— start of The data —

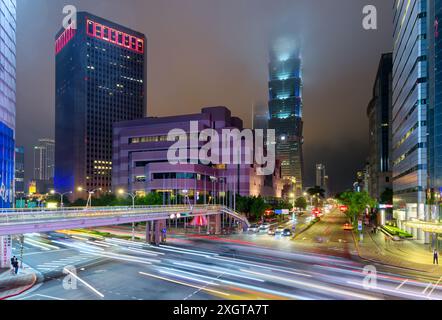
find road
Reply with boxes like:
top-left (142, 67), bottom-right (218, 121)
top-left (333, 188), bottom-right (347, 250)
top-left (7, 211), bottom-right (442, 300)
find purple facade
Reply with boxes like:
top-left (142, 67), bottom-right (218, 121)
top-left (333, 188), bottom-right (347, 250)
top-left (112, 107), bottom-right (281, 204)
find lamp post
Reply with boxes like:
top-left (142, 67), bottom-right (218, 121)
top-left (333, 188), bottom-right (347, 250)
top-left (51, 190), bottom-right (72, 210)
top-left (118, 189), bottom-right (137, 241)
top-left (77, 187), bottom-right (103, 209)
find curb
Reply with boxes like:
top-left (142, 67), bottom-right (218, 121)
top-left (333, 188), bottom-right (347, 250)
top-left (292, 219), bottom-right (321, 240)
top-left (0, 273), bottom-right (37, 300)
top-left (351, 232), bottom-right (432, 274)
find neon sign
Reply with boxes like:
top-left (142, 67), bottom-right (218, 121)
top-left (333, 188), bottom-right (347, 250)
top-left (55, 25), bottom-right (77, 54)
top-left (86, 20), bottom-right (144, 53)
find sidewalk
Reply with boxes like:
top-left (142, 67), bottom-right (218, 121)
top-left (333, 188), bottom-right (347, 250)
top-left (353, 231), bottom-right (442, 276)
top-left (0, 266), bottom-right (38, 300)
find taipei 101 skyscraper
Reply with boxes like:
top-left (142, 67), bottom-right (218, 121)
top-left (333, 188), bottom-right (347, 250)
top-left (269, 38), bottom-right (304, 196)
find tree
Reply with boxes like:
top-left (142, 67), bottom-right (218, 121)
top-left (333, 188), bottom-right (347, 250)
top-left (380, 188), bottom-right (393, 204)
top-left (295, 197), bottom-right (307, 210)
top-left (236, 195), bottom-right (252, 214)
top-left (135, 192), bottom-right (163, 206)
top-left (307, 186), bottom-right (325, 198)
top-left (339, 191), bottom-right (376, 226)
top-left (250, 196), bottom-right (267, 220)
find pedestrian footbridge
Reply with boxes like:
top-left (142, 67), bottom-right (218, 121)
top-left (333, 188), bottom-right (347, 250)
top-left (0, 205), bottom-right (249, 236)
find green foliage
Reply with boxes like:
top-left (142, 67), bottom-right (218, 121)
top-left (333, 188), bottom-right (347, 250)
top-left (382, 226), bottom-right (413, 238)
top-left (295, 197), bottom-right (307, 210)
top-left (70, 199), bottom-right (87, 207)
top-left (307, 186), bottom-right (325, 198)
top-left (379, 188), bottom-right (393, 204)
top-left (250, 196), bottom-right (267, 220)
top-left (338, 191), bottom-right (376, 225)
top-left (135, 192), bottom-right (163, 206)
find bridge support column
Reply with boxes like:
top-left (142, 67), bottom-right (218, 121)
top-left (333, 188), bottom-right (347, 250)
top-left (0, 236), bottom-right (12, 269)
top-left (207, 214), bottom-right (221, 234)
top-left (153, 220), bottom-right (167, 245)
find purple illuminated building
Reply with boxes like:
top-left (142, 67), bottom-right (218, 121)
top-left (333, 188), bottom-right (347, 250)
top-left (112, 107), bottom-right (282, 204)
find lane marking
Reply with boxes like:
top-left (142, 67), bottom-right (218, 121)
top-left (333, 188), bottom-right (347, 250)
top-left (422, 282), bottom-right (433, 294)
top-left (396, 279), bottom-right (408, 290)
top-left (427, 277), bottom-right (442, 298)
top-left (63, 268), bottom-right (104, 298)
top-left (139, 271), bottom-right (230, 296)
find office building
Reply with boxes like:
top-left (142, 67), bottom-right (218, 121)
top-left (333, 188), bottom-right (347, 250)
top-left (367, 53), bottom-right (394, 200)
top-left (316, 164), bottom-right (326, 190)
top-left (55, 12), bottom-right (147, 198)
top-left (392, 0), bottom-right (434, 242)
top-left (34, 139), bottom-right (55, 181)
top-left (112, 107), bottom-right (282, 205)
top-left (0, 0), bottom-right (16, 209)
top-left (253, 104), bottom-right (269, 130)
top-left (14, 147), bottom-right (26, 200)
top-left (269, 40), bottom-right (304, 196)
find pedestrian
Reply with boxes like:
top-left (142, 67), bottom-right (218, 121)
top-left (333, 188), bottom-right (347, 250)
top-left (13, 258), bottom-right (18, 274)
top-left (433, 249), bottom-right (439, 265)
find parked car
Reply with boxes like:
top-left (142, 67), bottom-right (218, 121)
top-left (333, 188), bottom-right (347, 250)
top-left (248, 224), bottom-right (260, 232)
top-left (259, 222), bottom-right (270, 231)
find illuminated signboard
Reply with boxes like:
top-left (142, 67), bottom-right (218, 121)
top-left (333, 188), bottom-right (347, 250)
top-left (86, 20), bottom-right (144, 53)
top-left (0, 236), bottom-right (12, 268)
top-left (55, 26), bottom-right (77, 54)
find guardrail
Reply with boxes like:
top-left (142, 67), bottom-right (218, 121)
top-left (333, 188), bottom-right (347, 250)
top-left (0, 205), bottom-right (250, 226)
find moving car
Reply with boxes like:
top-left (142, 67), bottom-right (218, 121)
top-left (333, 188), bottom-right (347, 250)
top-left (275, 228), bottom-right (284, 236)
top-left (259, 222), bottom-right (270, 231)
top-left (248, 224), bottom-right (260, 232)
top-left (344, 222), bottom-right (354, 231)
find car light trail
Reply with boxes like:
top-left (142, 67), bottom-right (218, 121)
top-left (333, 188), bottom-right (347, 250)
top-left (173, 262), bottom-right (264, 282)
top-left (209, 257), bottom-right (312, 278)
top-left (347, 281), bottom-right (428, 300)
top-left (158, 268), bottom-right (309, 300)
top-left (241, 269), bottom-right (378, 300)
top-left (25, 238), bottom-right (60, 251)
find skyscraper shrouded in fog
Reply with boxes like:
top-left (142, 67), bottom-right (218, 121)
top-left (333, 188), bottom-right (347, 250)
top-left (367, 53), bottom-right (392, 200)
top-left (34, 139), bottom-right (55, 181)
top-left (55, 12), bottom-right (147, 198)
top-left (0, 0), bottom-right (16, 208)
top-left (269, 39), bottom-right (304, 196)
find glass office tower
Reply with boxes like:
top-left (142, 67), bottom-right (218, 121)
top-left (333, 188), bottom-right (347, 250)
top-left (54, 12), bottom-right (147, 198)
top-left (427, 0), bottom-right (442, 220)
top-left (392, 0), bottom-right (429, 240)
top-left (269, 43), bottom-right (303, 196)
top-left (0, 0), bottom-right (16, 208)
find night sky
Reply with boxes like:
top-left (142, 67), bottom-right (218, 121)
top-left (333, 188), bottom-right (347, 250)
top-left (16, 0), bottom-right (393, 192)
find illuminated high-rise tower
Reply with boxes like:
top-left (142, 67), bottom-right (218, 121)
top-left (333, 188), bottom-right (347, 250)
top-left (54, 12), bottom-right (147, 198)
top-left (269, 40), bottom-right (304, 196)
top-left (0, 0), bottom-right (16, 208)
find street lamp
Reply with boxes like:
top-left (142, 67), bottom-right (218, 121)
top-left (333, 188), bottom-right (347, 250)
top-left (51, 190), bottom-right (73, 210)
top-left (118, 189), bottom-right (137, 209)
top-left (290, 192), bottom-right (295, 208)
top-left (118, 189), bottom-right (137, 241)
top-left (77, 187), bottom-right (103, 208)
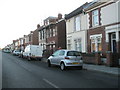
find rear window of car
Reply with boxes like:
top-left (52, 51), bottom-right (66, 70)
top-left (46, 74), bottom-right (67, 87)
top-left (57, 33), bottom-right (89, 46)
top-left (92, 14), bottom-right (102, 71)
top-left (67, 51), bottom-right (81, 56)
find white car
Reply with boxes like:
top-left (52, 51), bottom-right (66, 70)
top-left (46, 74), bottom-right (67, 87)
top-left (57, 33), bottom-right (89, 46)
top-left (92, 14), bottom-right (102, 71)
top-left (13, 50), bottom-right (21, 56)
top-left (47, 49), bottom-right (83, 70)
top-left (23, 45), bottom-right (43, 60)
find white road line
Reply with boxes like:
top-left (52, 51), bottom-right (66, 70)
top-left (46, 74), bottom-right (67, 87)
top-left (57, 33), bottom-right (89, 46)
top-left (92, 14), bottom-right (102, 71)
top-left (43, 78), bottom-right (59, 88)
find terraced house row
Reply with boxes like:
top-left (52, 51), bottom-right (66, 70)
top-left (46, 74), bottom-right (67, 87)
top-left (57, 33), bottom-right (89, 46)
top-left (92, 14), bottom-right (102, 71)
top-left (5, 0), bottom-right (120, 65)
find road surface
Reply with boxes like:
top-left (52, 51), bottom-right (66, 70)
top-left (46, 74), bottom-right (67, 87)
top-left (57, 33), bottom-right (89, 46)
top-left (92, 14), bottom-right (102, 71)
top-left (2, 53), bottom-right (118, 88)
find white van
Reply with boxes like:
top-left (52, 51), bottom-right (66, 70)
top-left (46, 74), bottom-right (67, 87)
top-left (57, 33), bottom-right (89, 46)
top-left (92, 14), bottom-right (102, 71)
top-left (23, 45), bottom-right (43, 60)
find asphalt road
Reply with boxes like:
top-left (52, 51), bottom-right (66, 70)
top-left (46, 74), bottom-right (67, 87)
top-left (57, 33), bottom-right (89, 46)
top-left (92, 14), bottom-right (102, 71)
top-left (2, 53), bottom-right (118, 88)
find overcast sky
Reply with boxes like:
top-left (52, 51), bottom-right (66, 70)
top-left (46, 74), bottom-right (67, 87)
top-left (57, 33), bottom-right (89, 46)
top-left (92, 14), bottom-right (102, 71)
top-left (0, 0), bottom-right (93, 48)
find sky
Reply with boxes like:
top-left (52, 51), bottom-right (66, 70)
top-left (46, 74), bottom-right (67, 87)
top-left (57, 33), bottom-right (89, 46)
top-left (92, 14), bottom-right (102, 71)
top-left (0, 0), bottom-right (93, 48)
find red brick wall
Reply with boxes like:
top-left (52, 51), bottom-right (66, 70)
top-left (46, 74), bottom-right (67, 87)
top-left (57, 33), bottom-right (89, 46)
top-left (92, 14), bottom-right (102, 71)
top-left (87, 27), bottom-right (106, 53)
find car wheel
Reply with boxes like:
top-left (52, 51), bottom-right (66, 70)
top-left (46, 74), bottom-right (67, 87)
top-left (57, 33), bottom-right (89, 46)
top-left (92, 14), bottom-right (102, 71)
top-left (48, 60), bottom-right (51, 67)
top-left (60, 63), bottom-right (66, 71)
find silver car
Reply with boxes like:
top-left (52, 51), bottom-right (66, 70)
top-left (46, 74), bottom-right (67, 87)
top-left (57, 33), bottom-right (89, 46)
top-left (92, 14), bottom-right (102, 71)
top-left (47, 49), bottom-right (83, 70)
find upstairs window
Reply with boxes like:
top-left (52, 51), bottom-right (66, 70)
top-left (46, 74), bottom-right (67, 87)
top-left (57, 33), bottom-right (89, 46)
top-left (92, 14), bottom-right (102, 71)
top-left (92, 10), bottom-right (99, 26)
top-left (74, 16), bottom-right (80, 31)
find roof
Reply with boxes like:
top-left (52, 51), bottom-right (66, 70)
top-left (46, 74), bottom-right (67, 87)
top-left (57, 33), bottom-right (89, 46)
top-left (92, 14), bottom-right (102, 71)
top-left (65, 2), bottom-right (90, 19)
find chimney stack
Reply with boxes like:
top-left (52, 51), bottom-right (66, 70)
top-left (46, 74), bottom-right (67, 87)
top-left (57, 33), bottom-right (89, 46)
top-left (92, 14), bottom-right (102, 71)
top-left (58, 13), bottom-right (62, 20)
top-left (37, 24), bottom-right (40, 28)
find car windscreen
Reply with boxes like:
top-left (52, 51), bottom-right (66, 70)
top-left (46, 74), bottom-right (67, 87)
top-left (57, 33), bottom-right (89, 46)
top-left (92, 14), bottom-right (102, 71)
top-left (67, 51), bottom-right (81, 56)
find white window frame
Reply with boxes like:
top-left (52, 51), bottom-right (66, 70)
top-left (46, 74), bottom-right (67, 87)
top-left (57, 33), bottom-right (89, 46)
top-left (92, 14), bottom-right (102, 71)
top-left (90, 34), bottom-right (102, 52)
top-left (74, 15), bottom-right (81, 31)
top-left (92, 9), bottom-right (99, 27)
top-left (67, 39), bottom-right (72, 50)
top-left (74, 39), bottom-right (82, 52)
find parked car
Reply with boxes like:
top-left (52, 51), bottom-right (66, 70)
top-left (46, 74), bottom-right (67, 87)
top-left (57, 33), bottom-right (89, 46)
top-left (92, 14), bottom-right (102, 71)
top-left (47, 49), bottom-right (83, 70)
top-left (3, 48), bottom-right (10, 53)
top-left (23, 45), bottom-right (43, 60)
top-left (13, 50), bottom-right (21, 56)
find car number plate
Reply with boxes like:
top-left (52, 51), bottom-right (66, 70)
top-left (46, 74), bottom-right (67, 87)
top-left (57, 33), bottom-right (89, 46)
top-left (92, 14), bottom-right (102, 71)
top-left (73, 62), bottom-right (80, 64)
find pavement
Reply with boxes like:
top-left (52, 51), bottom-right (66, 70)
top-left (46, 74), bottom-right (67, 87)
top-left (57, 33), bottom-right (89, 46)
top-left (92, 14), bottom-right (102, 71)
top-left (83, 64), bottom-right (120, 76)
top-left (42, 58), bottom-right (120, 76)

— end of The data —

▸ **Instructions for the task**: Pull out every line from the one containing "find car number plate" down to the one containing "top-left (73, 62), bottom-right (80, 64)", including both, and reproduce each one character for character.

▸ **Solution to this task**:
find car number plate
Reply with boxes like:
top-left (52, 51), bottom-right (66, 70)
top-left (46, 74), bottom-right (67, 87)
top-left (57, 33), bottom-right (89, 46)
top-left (92, 14), bottom-right (102, 71)
top-left (73, 62), bottom-right (80, 64)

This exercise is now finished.